== DATA SUPPLIED ==
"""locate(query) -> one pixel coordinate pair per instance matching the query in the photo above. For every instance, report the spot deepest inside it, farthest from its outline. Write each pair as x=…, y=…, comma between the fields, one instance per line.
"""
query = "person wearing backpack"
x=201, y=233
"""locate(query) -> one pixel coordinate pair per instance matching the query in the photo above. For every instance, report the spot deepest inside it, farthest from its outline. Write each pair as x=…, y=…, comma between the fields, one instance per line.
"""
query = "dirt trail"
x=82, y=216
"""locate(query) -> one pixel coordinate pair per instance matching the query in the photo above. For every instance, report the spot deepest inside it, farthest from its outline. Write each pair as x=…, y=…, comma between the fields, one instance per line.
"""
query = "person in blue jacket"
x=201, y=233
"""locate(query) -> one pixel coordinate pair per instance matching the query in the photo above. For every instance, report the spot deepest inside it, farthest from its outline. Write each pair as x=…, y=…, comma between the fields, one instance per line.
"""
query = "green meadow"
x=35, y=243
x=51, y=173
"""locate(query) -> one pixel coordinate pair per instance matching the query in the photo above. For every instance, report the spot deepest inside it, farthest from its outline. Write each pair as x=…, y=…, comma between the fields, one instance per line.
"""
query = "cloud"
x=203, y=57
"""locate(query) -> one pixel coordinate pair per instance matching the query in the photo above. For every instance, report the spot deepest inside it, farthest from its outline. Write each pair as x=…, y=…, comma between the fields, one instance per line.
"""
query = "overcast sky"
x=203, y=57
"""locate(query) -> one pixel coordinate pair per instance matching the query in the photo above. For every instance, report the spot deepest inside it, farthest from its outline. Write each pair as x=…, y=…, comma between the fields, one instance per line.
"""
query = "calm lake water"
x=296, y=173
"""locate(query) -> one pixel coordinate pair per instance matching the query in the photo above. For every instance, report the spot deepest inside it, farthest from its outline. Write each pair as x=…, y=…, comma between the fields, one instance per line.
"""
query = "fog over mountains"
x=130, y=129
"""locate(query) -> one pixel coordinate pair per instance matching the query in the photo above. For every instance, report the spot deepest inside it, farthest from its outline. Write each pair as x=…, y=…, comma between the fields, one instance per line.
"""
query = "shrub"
===
* WHAT NEEDS TO BE DONE: Rewrite all of the material above as a numbered list, one line per item, leaving out any blank lines.

* SOLUTION FOR THIS PROBLEM:
1. """locate(query) -> one pixel coordinate pair per instance matching the query in the photo above. For every instance, report the spot deepest inside it, farthest from its outline. Write each pair as x=…, y=…, comma between the fields, one instance per line.
2. """
3. query = "person wearing backpack"
4. x=201, y=233
5. """locate(query) -> one pixel coordinate pair per instance matching the query in the photo above. For every instance, report the spot deepest inside it, farthest from its outline. Write each pair as x=…, y=…, comma between the fields, one instance per line.
6. """
7. query = "dirt trail"
8. x=82, y=216
9. """locate(query) -> one pixel coordinate pair per instance matching the query in the photo above. For every instance, report the spot deepest inside it, farthest from its outline. Write each pair as x=…, y=…, comma between the fields, one instance per line.
10. """
11. query = "person in blue jacket"
12. x=201, y=233
13. """locate(query) -> one pixel coordinate pair per instance matching the query in the photo above. For every instance, report the spot deepest inside it, farthest from its outline. Write each pair as x=…, y=…, comma between the fields, one instance per line.
14. """
15. query = "green meadow"
16. x=35, y=243
17. x=51, y=173
18. """locate(query) -> one pixel coordinate pair per instance matching the query in the photo above. For every instance, report the spot deepest inside it, farthest from its outline. Write each pair as x=…, y=…, comma between the fields, one instance per line.
19. """
20. query = "cloud"
21. x=203, y=57
22. """locate(query) -> one pixel coordinate pair per instance matching the query in the photo above. For every instance, report the spot deepest inside it, farthest from its outline. Write each pair as x=…, y=…, comma between the fields, one instance per line.
23. """
24. query = "overcast sky"
25. x=203, y=57
26. """locate(query) -> one pixel coordinate pair per instance matching the query in the photo above. For every instance, report the spot deepest inside it, farthest from its outline. Write each pair as x=…, y=…, comma between the fields, one instance per line.
27. """
28. query = "calm lake water"
29. x=296, y=173
30. """locate(query) -> one pixel coordinate pair per instance matching the query in the photo above. For every instance, report the spot deepest inside it, farthest from its outline. Write each pair as x=…, y=…, comma between the fields, one instance per line.
31. """
32. query = "fog over mountains"
33. x=130, y=129
34. """locate(query) -> one pixel coordinate pair per instance matching the query in the photo above. For every instance, report the spot deepest inside it, farthest from its outline. Write each pair as x=…, y=…, comma between the fields, one instance per line.
35. """
36. query = "shrub"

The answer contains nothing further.